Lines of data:
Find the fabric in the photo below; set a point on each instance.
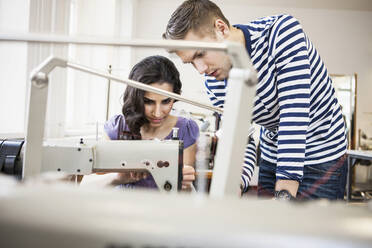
(188, 132)
(295, 104)
(327, 180)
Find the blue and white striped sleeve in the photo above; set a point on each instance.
(249, 162)
(293, 86)
(216, 91)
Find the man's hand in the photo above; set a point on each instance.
(188, 177)
(290, 185)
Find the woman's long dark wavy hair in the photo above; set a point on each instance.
(153, 69)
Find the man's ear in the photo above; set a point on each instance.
(221, 29)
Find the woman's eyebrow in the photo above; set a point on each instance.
(147, 99)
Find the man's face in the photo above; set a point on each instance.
(213, 63)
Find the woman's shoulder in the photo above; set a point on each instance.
(114, 126)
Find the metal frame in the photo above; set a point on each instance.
(238, 106)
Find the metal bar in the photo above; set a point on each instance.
(107, 41)
(143, 86)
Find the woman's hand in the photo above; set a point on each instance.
(188, 177)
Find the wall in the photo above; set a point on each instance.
(341, 31)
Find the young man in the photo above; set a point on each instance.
(302, 138)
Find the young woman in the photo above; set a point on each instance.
(146, 115)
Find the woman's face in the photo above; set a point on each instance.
(157, 107)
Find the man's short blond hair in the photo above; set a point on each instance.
(196, 15)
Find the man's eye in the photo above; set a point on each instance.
(147, 101)
(200, 54)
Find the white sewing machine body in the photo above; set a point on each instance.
(162, 159)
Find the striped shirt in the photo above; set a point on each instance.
(295, 104)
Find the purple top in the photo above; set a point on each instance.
(188, 132)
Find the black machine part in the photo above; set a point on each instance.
(10, 160)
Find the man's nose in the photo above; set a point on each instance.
(200, 66)
(157, 111)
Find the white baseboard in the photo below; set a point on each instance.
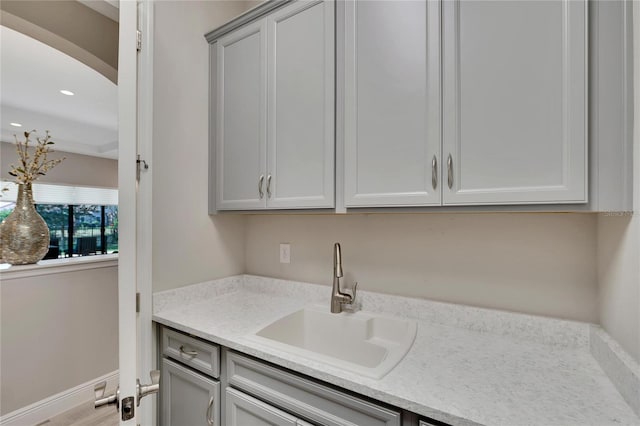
(43, 410)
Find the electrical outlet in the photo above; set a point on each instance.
(285, 253)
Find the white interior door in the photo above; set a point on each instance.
(127, 135)
(135, 86)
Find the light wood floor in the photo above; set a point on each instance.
(85, 415)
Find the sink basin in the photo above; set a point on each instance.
(360, 342)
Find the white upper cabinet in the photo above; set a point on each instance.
(514, 102)
(240, 115)
(301, 136)
(434, 103)
(392, 103)
(274, 111)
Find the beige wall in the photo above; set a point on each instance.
(76, 169)
(57, 331)
(188, 245)
(70, 27)
(619, 249)
(535, 263)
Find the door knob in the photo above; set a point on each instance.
(153, 387)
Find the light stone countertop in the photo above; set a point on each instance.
(473, 371)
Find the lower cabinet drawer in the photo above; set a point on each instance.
(243, 410)
(195, 353)
(188, 398)
(302, 397)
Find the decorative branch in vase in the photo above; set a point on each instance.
(24, 235)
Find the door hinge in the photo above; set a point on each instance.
(128, 408)
(140, 163)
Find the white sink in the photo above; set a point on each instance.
(360, 342)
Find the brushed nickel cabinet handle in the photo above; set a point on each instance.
(450, 171)
(269, 186)
(260, 182)
(190, 353)
(434, 172)
(209, 409)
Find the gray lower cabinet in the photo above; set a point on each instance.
(304, 398)
(243, 410)
(246, 391)
(188, 398)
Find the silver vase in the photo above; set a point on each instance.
(24, 235)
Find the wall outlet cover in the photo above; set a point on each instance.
(285, 253)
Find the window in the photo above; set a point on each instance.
(82, 221)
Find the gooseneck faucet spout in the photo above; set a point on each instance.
(337, 261)
(338, 298)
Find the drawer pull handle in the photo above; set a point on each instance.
(190, 353)
(450, 171)
(209, 410)
(434, 172)
(260, 183)
(269, 186)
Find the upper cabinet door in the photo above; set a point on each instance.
(240, 114)
(392, 103)
(301, 109)
(514, 102)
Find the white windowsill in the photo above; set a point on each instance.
(57, 266)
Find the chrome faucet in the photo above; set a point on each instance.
(339, 298)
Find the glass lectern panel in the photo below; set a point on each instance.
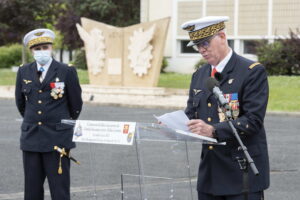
(155, 167)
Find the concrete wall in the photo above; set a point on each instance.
(249, 20)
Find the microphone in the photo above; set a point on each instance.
(213, 86)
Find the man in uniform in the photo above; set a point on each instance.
(245, 85)
(46, 92)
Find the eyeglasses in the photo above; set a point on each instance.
(40, 47)
(205, 44)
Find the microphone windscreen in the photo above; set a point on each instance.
(218, 76)
(211, 83)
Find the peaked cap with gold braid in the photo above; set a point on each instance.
(202, 29)
(38, 36)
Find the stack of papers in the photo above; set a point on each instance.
(178, 120)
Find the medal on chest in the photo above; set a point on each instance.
(57, 89)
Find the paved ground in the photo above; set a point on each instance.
(102, 179)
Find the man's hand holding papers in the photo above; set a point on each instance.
(178, 121)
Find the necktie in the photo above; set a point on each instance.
(40, 73)
(213, 72)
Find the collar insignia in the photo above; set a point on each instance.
(196, 91)
(27, 81)
(230, 81)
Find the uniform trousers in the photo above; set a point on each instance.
(38, 166)
(251, 196)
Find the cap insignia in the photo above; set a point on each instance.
(190, 28)
(39, 33)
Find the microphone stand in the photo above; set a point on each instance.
(244, 163)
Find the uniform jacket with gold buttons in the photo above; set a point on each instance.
(219, 172)
(42, 129)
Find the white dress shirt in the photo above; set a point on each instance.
(220, 67)
(46, 67)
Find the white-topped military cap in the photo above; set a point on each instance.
(202, 29)
(39, 36)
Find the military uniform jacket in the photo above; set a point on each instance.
(42, 129)
(219, 172)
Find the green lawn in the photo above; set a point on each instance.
(284, 90)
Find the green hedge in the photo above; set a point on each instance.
(12, 55)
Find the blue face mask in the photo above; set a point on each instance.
(42, 56)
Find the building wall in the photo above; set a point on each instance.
(286, 15)
(249, 20)
(222, 7)
(253, 17)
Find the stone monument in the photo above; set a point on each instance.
(129, 56)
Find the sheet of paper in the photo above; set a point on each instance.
(178, 120)
(174, 120)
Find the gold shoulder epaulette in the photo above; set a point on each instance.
(253, 65)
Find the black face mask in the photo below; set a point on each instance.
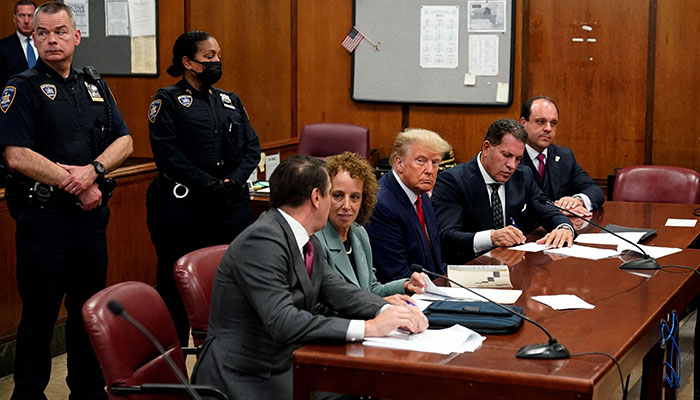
(211, 72)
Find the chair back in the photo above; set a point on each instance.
(126, 356)
(329, 138)
(657, 184)
(194, 276)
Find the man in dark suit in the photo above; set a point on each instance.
(402, 229)
(13, 49)
(469, 199)
(554, 167)
(269, 281)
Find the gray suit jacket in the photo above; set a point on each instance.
(261, 305)
(362, 254)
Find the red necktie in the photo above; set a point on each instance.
(421, 217)
(309, 256)
(540, 168)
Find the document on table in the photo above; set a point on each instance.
(501, 296)
(455, 339)
(563, 302)
(686, 223)
(587, 252)
(607, 238)
(653, 251)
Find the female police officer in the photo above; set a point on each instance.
(205, 149)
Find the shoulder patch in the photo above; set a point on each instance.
(6, 98)
(49, 90)
(185, 100)
(153, 110)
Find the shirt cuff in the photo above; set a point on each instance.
(482, 241)
(586, 201)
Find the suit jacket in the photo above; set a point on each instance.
(12, 58)
(564, 177)
(362, 256)
(463, 207)
(397, 237)
(261, 305)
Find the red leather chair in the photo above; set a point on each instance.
(131, 365)
(194, 275)
(328, 138)
(657, 184)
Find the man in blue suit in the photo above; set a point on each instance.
(557, 174)
(402, 229)
(490, 202)
(13, 49)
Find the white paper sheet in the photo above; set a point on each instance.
(563, 302)
(455, 339)
(686, 223)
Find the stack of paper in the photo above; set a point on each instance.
(455, 339)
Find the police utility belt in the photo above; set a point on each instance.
(45, 196)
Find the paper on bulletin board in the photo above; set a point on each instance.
(116, 18)
(81, 10)
(142, 17)
(143, 55)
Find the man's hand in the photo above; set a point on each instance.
(573, 204)
(79, 180)
(558, 238)
(416, 284)
(506, 237)
(90, 198)
(406, 316)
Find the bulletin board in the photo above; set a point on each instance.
(119, 37)
(434, 51)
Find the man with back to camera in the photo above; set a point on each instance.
(402, 229)
(17, 51)
(554, 167)
(469, 199)
(60, 131)
(268, 283)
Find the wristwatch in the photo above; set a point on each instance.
(99, 168)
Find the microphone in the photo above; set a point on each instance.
(551, 350)
(118, 310)
(646, 262)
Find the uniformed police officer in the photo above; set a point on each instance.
(61, 131)
(205, 150)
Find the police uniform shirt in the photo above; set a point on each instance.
(63, 119)
(201, 136)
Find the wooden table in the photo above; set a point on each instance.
(625, 323)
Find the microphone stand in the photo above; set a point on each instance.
(646, 262)
(118, 310)
(550, 350)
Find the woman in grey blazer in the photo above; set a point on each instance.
(344, 240)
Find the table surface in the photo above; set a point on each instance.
(625, 323)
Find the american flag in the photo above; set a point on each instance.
(352, 40)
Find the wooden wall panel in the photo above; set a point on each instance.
(465, 127)
(133, 95)
(324, 75)
(600, 87)
(676, 137)
(255, 43)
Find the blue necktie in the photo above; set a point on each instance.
(31, 58)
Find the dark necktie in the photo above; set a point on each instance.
(540, 168)
(309, 256)
(31, 58)
(496, 207)
(421, 217)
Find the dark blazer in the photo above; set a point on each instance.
(261, 305)
(396, 236)
(12, 58)
(463, 208)
(338, 260)
(564, 177)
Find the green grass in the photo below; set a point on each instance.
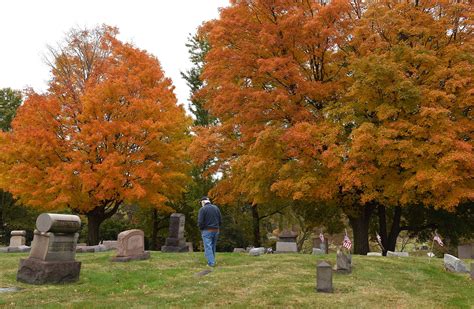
(241, 281)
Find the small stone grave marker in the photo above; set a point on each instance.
(452, 263)
(53, 251)
(343, 263)
(324, 277)
(286, 242)
(131, 246)
(176, 241)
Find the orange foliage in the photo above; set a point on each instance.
(317, 101)
(109, 130)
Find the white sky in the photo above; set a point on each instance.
(160, 27)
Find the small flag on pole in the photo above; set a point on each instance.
(346, 243)
(438, 239)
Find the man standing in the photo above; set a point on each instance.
(209, 220)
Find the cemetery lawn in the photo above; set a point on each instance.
(242, 281)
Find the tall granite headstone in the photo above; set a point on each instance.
(131, 246)
(176, 241)
(53, 251)
(287, 242)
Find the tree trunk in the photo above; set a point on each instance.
(95, 218)
(154, 232)
(395, 230)
(256, 226)
(360, 227)
(93, 226)
(2, 207)
(383, 228)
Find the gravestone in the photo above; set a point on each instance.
(398, 254)
(343, 263)
(374, 254)
(110, 244)
(131, 246)
(452, 263)
(324, 277)
(317, 251)
(176, 241)
(257, 251)
(17, 238)
(466, 251)
(317, 243)
(53, 251)
(286, 242)
(91, 249)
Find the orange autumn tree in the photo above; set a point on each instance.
(411, 108)
(107, 132)
(272, 69)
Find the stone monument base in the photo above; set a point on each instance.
(184, 248)
(144, 256)
(34, 271)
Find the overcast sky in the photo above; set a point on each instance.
(160, 27)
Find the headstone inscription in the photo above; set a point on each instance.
(176, 241)
(287, 242)
(17, 238)
(53, 251)
(324, 277)
(131, 246)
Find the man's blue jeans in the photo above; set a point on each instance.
(210, 241)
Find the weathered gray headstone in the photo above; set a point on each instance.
(287, 242)
(176, 241)
(53, 250)
(131, 246)
(110, 244)
(91, 249)
(374, 254)
(317, 251)
(324, 278)
(343, 263)
(466, 251)
(454, 264)
(17, 238)
(257, 251)
(398, 254)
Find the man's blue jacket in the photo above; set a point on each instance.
(209, 217)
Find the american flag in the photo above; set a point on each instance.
(346, 243)
(379, 239)
(438, 239)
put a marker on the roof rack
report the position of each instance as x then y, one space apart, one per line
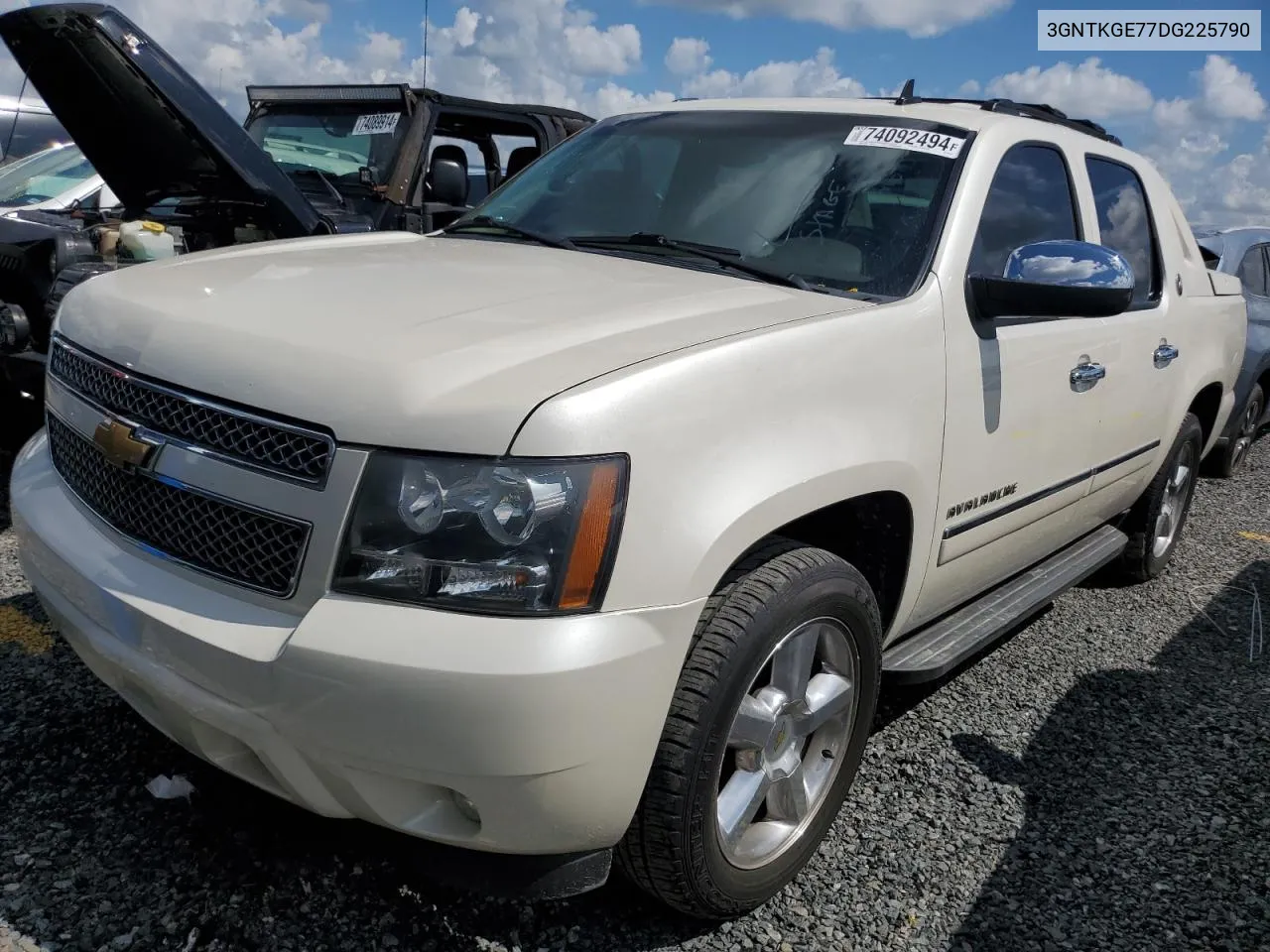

Given problem:
How many of the rows above contain the word "papers"? Reply with the number only.

Response for this exercise:
2